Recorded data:
## start

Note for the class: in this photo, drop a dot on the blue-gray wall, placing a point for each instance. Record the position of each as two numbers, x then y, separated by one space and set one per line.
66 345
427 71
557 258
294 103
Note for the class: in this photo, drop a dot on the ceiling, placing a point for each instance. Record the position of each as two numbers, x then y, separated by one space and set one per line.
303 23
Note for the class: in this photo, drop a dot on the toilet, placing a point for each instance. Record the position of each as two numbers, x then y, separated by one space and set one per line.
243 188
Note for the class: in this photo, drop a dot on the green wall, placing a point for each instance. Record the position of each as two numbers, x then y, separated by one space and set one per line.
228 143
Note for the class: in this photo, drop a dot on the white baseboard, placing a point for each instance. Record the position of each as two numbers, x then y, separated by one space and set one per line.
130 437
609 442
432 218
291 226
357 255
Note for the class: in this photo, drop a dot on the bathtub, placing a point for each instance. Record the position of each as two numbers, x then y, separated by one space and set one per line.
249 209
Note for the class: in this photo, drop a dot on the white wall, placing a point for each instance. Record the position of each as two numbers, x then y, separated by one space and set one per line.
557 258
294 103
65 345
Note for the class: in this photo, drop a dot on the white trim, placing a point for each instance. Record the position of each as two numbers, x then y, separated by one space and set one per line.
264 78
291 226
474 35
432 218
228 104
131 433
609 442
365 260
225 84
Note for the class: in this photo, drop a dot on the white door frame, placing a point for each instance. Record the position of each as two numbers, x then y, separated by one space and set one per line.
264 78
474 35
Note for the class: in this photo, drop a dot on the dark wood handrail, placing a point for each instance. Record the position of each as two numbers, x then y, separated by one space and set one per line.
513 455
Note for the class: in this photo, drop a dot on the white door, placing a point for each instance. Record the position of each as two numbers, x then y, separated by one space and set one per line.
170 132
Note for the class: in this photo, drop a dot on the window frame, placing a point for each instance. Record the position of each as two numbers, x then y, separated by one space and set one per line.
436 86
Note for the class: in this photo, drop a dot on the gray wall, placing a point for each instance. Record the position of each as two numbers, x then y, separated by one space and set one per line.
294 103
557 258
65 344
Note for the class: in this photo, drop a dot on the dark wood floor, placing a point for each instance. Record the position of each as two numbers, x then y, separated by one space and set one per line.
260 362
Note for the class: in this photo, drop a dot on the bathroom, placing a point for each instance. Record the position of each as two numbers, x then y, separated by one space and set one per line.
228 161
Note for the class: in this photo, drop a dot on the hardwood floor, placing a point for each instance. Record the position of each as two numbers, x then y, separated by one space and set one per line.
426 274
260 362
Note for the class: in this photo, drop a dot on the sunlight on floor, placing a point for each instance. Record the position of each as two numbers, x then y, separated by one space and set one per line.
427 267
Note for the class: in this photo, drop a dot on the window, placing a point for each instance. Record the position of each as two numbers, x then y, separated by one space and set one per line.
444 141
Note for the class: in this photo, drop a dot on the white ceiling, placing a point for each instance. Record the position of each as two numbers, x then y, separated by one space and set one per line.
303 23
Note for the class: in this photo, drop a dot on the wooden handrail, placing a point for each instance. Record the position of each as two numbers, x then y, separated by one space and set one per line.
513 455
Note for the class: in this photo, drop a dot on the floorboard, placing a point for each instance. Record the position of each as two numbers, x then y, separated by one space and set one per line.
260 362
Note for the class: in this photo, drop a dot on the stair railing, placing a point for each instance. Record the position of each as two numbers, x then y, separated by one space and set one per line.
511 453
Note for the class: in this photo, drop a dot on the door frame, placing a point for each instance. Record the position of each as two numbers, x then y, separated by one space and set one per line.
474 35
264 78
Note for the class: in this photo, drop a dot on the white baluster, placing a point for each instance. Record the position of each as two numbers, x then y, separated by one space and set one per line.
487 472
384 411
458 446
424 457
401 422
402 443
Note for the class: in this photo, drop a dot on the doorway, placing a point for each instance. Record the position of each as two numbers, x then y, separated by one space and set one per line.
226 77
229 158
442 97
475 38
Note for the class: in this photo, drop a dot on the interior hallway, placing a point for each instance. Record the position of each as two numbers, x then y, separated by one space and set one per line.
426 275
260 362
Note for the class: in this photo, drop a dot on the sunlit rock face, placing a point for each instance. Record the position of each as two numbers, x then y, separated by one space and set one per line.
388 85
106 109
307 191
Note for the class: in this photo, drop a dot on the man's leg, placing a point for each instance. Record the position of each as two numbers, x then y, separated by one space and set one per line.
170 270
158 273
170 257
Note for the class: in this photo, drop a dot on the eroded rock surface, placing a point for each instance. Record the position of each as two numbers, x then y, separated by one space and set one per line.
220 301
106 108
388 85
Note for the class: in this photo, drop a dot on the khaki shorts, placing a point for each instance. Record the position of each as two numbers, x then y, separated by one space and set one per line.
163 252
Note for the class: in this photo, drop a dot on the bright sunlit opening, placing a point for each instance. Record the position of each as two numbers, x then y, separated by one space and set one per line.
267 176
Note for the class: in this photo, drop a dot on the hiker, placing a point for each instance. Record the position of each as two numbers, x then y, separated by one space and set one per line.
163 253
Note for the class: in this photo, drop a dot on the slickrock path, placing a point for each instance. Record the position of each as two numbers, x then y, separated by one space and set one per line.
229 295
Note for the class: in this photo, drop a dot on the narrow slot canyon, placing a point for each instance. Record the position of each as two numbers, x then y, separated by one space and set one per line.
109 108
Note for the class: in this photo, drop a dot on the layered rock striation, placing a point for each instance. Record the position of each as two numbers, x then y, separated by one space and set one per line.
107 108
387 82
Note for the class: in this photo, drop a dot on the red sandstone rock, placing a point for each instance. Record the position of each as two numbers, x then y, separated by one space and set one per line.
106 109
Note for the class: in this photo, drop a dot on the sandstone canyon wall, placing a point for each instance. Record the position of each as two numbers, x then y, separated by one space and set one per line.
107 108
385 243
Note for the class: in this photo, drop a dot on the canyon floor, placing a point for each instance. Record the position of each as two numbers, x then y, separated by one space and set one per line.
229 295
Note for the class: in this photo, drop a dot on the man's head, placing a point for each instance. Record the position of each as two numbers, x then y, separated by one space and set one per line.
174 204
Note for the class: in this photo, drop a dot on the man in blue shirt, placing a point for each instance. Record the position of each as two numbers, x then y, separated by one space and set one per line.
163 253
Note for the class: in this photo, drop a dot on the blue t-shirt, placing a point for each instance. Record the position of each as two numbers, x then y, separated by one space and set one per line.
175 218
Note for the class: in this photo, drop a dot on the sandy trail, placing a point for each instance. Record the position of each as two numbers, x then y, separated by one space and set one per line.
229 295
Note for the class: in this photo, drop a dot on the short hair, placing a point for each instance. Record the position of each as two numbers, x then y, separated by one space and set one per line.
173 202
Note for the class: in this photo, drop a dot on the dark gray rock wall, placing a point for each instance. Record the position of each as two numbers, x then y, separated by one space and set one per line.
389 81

## end

- EXERCISE TASK: Repeat the lines from the one containing "on the sandy" through the end of the listing, exactly and without any other lines; both ends are included.

- EXERCISE RESPONSE:
Note for the class: in this photo, drop a dot on the sandy trail, placing a point for each instance. Record the position of each as two numbers, x then y, separated by one space and set one per line.
229 295
Note for the class: in this photo, drop a dot on the short hair, placing a point for each instance. Record the position of each as two numbers, x then y, separated by one space and set one per line.
173 202
Note for the class: in this photo, drop a dot on the dark gray rock wall, placing a point for each instance. Record the position of each as two numbers, x then y, separated by one space and set one per line.
389 81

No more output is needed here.